>>>
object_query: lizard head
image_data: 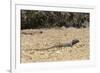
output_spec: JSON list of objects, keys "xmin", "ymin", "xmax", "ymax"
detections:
[{"xmin": 72, "ymin": 39, "xmax": 79, "ymax": 46}]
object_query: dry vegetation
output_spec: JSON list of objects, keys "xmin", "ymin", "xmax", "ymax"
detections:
[{"xmin": 21, "ymin": 27, "xmax": 89, "ymax": 63}]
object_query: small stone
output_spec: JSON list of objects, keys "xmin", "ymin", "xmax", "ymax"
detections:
[{"xmin": 56, "ymin": 51, "xmax": 61, "ymax": 54}]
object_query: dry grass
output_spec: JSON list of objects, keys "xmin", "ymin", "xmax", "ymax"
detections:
[{"xmin": 20, "ymin": 27, "xmax": 89, "ymax": 63}]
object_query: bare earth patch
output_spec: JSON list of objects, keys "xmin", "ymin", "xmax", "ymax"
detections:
[{"xmin": 20, "ymin": 27, "xmax": 89, "ymax": 63}]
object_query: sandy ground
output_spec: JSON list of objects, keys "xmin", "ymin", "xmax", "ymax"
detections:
[{"xmin": 20, "ymin": 27, "xmax": 89, "ymax": 63}]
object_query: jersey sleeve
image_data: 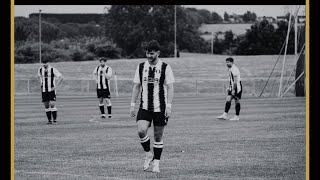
<<<
Output each record above exactly as it stands, excluding all pictures.

object_query: lizard head
image_data: 
output_spec: JSON list of objects, keys "xmin", "ymin", "xmax", "ymax"
detections:
[{"xmin": 72, "ymin": 39, "xmax": 79, "ymax": 46}]
object_query: dry vegetation
output_spec: JSON list of objects, keys "xmin", "ymin", "xmax", "ymax"
detections:
[{"xmin": 21, "ymin": 27, "xmax": 89, "ymax": 63}]
object_query: small stone
output_spec: JSON list of objects, keys "xmin", "ymin", "xmax", "ymax"
detections:
[{"xmin": 56, "ymin": 51, "xmax": 61, "ymax": 54}]
object_query: dry grass
output_spec: JSON list of objects, keys "xmin", "ymin", "xmax", "ymax"
detections:
[{"xmin": 20, "ymin": 27, "xmax": 89, "ymax": 63}]
object_query: bare earth patch
output_spec: JSON list of objects, keys "xmin", "ymin", "xmax", "ymax"
detections:
[{"xmin": 20, "ymin": 27, "xmax": 89, "ymax": 63}]
object_query: sandy ground
output_spec: JSON list of objects, keys "xmin", "ymin", "xmax", "ymax"
detections:
[{"xmin": 20, "ymin": 27, "xmax": 89, "ymax": 63}]
object_query: jersey sleeve
image_data: 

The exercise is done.